WRITTEN INSTRUCTION »
Reproduce every line of the records below character for character, leaving out the pictures.

Records of point placements

□ □ □ □

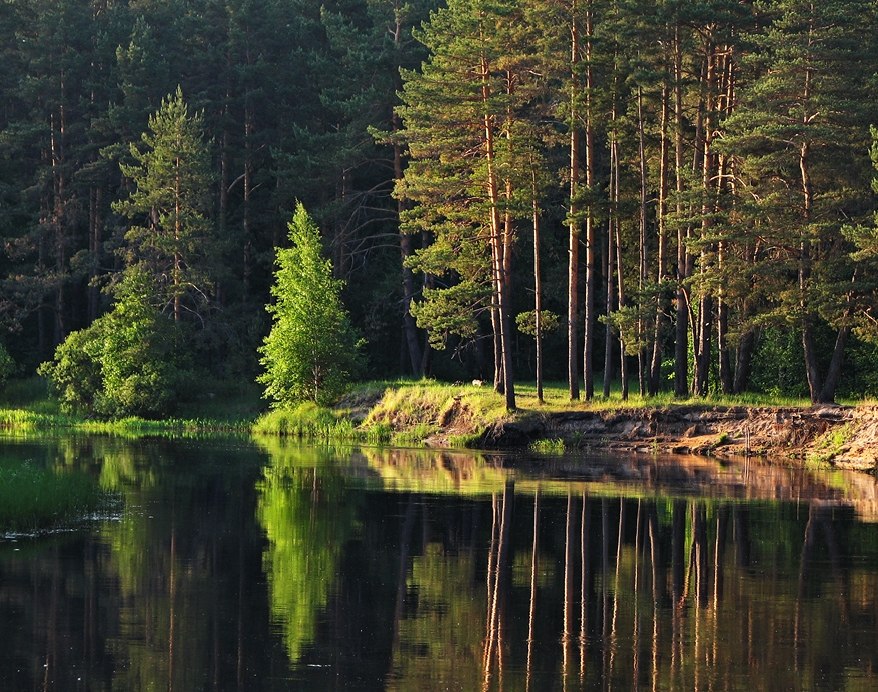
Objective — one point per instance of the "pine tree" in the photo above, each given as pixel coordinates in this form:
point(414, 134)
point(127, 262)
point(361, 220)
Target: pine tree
point(802, 132)
point(176, 243)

□ □ □ □

RESULT OF THE EXERCISE »
Objective — one point per instance of the "pine tree" in the photo above, each given as pixel coordinates in this form:
point(414, 134)
point(127, 262)
point(361, 220)
Target: pine tree
point(802, 132)
point(176, 243)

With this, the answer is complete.